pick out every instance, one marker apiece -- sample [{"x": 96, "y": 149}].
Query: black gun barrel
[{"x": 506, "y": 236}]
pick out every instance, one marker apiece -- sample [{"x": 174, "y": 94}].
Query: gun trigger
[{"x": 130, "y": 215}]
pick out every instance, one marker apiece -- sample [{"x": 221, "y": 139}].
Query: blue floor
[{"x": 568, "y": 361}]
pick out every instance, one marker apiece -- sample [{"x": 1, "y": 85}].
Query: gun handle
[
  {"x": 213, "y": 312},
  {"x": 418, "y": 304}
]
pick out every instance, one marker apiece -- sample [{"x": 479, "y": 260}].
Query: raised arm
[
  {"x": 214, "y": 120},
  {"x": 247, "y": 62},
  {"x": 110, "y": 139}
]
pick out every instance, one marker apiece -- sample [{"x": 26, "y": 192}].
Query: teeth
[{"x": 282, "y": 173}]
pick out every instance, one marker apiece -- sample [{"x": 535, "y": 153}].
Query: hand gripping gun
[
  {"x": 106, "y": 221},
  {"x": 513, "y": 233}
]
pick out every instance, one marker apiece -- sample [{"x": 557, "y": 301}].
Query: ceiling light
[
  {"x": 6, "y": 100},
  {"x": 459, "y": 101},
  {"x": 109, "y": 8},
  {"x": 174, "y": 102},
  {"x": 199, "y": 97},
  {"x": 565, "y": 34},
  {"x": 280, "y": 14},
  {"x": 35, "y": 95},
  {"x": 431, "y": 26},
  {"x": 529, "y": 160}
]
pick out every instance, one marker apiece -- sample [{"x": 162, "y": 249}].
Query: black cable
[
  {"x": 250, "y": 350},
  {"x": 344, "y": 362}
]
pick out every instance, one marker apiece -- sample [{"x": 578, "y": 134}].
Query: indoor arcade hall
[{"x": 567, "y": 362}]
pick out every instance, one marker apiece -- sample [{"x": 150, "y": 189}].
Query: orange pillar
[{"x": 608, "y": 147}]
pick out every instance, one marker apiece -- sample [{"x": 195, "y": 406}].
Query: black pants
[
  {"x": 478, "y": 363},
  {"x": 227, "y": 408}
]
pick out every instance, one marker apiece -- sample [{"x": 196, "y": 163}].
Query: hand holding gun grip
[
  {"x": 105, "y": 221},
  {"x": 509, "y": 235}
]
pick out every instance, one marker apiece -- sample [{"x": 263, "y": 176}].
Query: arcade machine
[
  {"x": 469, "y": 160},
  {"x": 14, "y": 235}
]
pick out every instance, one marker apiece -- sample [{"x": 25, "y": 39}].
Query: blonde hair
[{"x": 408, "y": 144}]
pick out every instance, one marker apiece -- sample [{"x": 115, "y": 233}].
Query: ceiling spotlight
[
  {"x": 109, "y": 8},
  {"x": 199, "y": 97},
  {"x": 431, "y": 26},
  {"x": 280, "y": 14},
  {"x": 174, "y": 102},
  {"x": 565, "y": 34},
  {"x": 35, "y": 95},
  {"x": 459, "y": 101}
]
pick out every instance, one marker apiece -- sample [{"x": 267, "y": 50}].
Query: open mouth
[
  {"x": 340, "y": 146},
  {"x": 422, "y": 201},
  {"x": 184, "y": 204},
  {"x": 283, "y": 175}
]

——

Find every line in the data above that contains the word "ceiling" and copy each of those lines out.

Query: ceiling light
Query: ceiling spotlight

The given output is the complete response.